Exercise task:
Pull every line from the listing below and reproduce each one word for word, changing nothing.

Collected data entries:
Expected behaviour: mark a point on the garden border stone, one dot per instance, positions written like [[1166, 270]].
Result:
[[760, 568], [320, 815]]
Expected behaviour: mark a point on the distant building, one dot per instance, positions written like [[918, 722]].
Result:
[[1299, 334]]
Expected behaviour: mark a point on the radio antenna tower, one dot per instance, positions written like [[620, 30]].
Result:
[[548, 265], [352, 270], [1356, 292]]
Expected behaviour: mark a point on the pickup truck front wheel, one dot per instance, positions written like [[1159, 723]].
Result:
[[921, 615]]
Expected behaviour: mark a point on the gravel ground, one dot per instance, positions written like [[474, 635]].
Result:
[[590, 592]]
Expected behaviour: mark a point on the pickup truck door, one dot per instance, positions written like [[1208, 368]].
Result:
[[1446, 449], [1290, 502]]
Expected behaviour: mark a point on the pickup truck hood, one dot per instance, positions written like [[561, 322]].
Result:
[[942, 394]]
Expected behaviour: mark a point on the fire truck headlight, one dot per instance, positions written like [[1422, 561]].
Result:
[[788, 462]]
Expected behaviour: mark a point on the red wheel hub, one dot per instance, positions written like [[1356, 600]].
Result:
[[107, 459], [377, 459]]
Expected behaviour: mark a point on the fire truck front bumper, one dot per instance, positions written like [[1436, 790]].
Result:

Exercise response:
Expected behaviour: mark a point on the garden border stone, one dot per instance, positions written like [[1166, 270]].
Result:
[[760, 568], [320, 815]]
Expected behaviour: mark a point on the distant building, one dot per instance, positions written like [[918, 722]].
Result:
[[1299, 334]]
Expected behaviour: mark a point on the radio antenna tower, one dot per instance, positions written like [[620, 30]].
Result:
[[548, 265], [352, 270], [1356, 292]]
Expected behaviour: mark a point on the pickup truck front wheel, one dot per instance, positions written like [[1159, 723]].
Result:
[[921, 615]]
Expected behaviour: mark a point on the gravel ground, one dot per instance, positions written like [[474, 635]].
Result:
[[590, 592]]
Expected behaviour: mark a point on the pickup truck door, one dot per instance, positions written like [[1208, 368]].
Result:
[[1446, 449], [1290, 502]]
Expected behaviour: mark a point on the pickup truck hood, one dot per instance, positions written like [[561, 322]].
Result:
[[942, 394]]
Expected behaviour: mark a point on the fire truck headlight, one dot per instance, positions written like [[1422, 561]].
Result:
[[788, 462]]
Expected behaviour: mark a point on the red wheel hub, one dot per instance, positions written like [[1356, 600]].
Result:
[[107, 459], [377, 459]]
Expected behaviour: mark a point on the fire truck front bumper, one dot per instance, positions written like [[1436, 790]].
Result:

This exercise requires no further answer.